──────── Given passage ────────

The purpose of this tutorial is to focus on the tools and analyses that ProtoMS provides for free energy calculations. Unlike the other tutorials, a set of simulation data is already provided to work with. Inside this tutorial directory is a compressed archive called data.tar.gz. It contains a parred down set of simulation data made up of three different ligand perturbations performed under a number of different protocols. To access the data first extract it using:

tar xf data.tar.gz

This creates three directories, each containing the output directories from a number of different simulations. The data in question is for the perturbation between a set of three COX2 inhibitors. The system and setup used is more fully detailed here , however the below diagram captures the relevant ligand transformations.

The provided data describes three perturbations between a series of congeneric ligands, labelled as 1, 6 and 8. Each of the directories within data.tar.gz maps to one of these perturbations. For each perturbation the requisite simulations have been performed to calculate relative free energies of hydration and binding using both a single and dual topology protocol. See the previous tutorials for details of what these calculations involve.

Basic free energy analysis has been considered in previous tutorials but here we'll take a closer look at the tools available and how to use them. As far as possible these tools have a unified interface. This mean many of the same flags and concepts will work between them. For all of the scripts using the --help flag on the command line will provide detailed descriptions of the features and how to use them.

Individual Free Energy Differences

calc_dg.py

The first port of call for free energy analyses is usually calc_dg.py. This is script designed to provide a straightforward method to extract free energies from simulation data as well as some useful analyses to understand the equilibration and convergence properties of a calculation. This script also makes a useful point of entry as is it shares many of the sames options and settings as other analysis scripts. First off let's look at a simple invocation to get a feel for the functionality.

────────

▶ **What needs to be done**
Decide whether each statement agrees with the tutorial text: 1. The compressed archive holds simulation data for three different ligand perturbations. 2. The analysis tools were deliberately built with separate, unrelated interfaces. 3. The ligands in the provided data are labelled 1, 6 and 8. Answer each with yes or no, quoting the words of the tutorial text that decide it.

──────── Data extract ────────

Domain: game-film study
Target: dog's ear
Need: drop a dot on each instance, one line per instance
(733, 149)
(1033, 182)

────────
──────── Data extract ────────

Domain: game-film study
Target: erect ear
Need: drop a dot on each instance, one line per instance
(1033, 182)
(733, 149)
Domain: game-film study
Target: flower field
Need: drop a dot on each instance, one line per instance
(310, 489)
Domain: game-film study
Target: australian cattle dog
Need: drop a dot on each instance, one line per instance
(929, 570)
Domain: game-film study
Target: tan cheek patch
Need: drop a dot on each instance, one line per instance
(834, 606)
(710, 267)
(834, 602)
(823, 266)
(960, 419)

────────
──────── Data extract ────────

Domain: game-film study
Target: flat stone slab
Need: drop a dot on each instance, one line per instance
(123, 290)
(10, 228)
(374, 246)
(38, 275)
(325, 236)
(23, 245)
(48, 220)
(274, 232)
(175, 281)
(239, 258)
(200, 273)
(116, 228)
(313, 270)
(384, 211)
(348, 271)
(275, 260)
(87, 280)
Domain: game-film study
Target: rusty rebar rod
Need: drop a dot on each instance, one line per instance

────────

▶ **Output of the task**
1. Yes: "made up of three different ligand perturbations performed under a number of different protocols."
2. No: "As far as possible these tools have a unified interface."
3. Yes: "labelled as 1, 6 and 8."